**Détails du problème:**
Recopiez intégralement les lignes, depuis celle qui contient « Tag the ground » jusqu'à celle qui contient « Target: alligator eye », toutes deux incluses. Remettez à l'échelle uniquement les coordonnées des réponses en les multipliant par 2,6 et en arrondissant à l'entier le plus proche (les demis vers le haut), sans toucher aux autres nombres.

**Matériel à traiter:**
■ ■ ■ ■ ■
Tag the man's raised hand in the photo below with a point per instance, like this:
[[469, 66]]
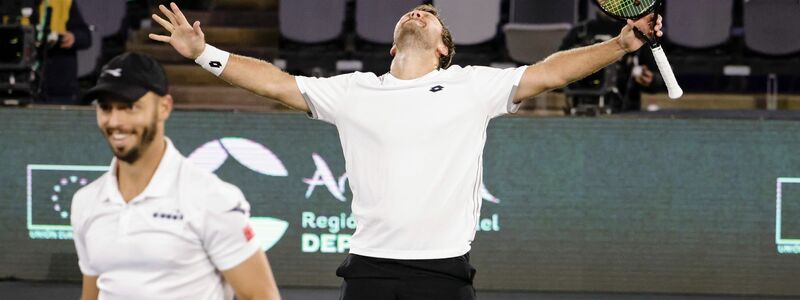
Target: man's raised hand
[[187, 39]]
■ ■ ■ ■ ■
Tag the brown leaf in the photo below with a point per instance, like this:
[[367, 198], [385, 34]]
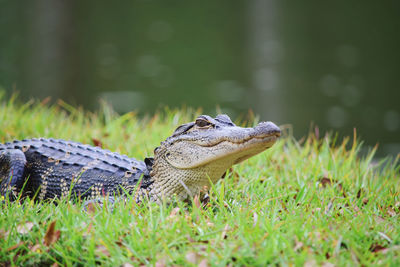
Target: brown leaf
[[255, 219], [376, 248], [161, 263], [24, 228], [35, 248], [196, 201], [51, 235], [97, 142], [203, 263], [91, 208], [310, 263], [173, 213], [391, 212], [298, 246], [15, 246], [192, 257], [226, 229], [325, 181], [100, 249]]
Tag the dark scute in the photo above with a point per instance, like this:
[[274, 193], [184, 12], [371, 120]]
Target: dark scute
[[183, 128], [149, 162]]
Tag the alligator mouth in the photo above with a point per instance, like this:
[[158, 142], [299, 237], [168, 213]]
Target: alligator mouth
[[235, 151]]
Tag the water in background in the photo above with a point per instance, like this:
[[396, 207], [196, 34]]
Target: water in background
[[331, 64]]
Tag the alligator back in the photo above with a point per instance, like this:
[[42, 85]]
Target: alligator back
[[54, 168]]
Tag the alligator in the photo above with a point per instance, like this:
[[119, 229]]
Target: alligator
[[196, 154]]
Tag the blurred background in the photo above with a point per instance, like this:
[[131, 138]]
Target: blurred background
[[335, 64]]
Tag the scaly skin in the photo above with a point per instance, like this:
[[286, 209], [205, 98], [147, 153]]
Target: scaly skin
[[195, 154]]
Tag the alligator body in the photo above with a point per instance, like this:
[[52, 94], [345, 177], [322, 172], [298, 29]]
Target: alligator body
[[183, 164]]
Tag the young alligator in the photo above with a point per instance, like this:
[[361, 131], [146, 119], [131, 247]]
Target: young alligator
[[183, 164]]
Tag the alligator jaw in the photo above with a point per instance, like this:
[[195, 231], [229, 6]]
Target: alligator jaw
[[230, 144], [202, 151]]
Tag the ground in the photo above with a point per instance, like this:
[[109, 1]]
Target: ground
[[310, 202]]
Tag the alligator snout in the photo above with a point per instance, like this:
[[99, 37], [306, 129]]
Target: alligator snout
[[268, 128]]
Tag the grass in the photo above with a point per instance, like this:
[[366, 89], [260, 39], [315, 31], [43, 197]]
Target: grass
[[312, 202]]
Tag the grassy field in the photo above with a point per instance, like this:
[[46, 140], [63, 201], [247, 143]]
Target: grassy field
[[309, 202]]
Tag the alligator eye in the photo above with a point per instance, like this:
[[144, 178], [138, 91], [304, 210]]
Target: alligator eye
■ ■ ■ ■ ■
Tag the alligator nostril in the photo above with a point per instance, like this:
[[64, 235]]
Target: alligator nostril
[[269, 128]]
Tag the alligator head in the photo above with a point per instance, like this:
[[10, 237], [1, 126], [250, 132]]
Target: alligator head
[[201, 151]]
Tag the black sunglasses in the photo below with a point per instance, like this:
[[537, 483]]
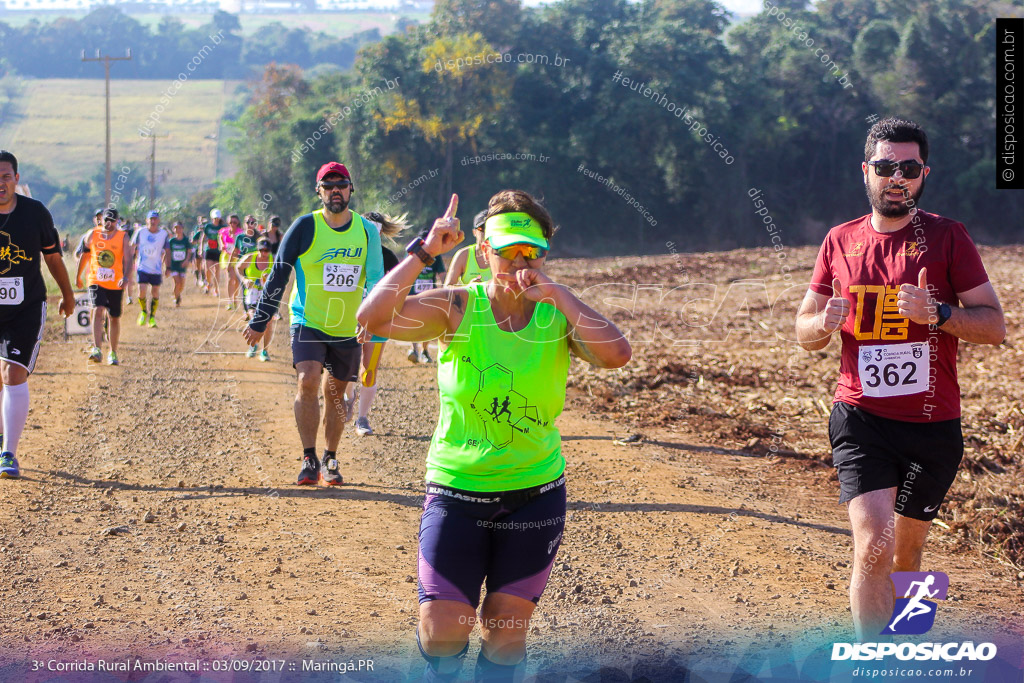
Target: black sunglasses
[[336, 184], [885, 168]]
■ ■ ■ ■ ■
**Solution ci-dessous:**
Tag the ground in the photo above with a point per instance, like this:
[[109, 1]]
Target: ground
[[806, 525]]
Tag the alligator snout in the photo above with a point per instance, like this:
[[99, 37], [306, 129]]
Target: alligator snout
[[697, 333]]
Tag the grass in the photo above with a point per instance, like this:
[[366, 89], [260, 39], [315, 31], [43, 197]]
Target: grass
[[811, 525]]
Tag the grassy field in the photo above with a point per instance, like this:
[[46, 140], [63, 201], [247, 143]]
Target: grassy field
[[803, 525]]
Tag the alligator eye in the photo above with a point per instance, like this:
[[144, 178], [138, 91], [304, 210]]
Target: alligator eye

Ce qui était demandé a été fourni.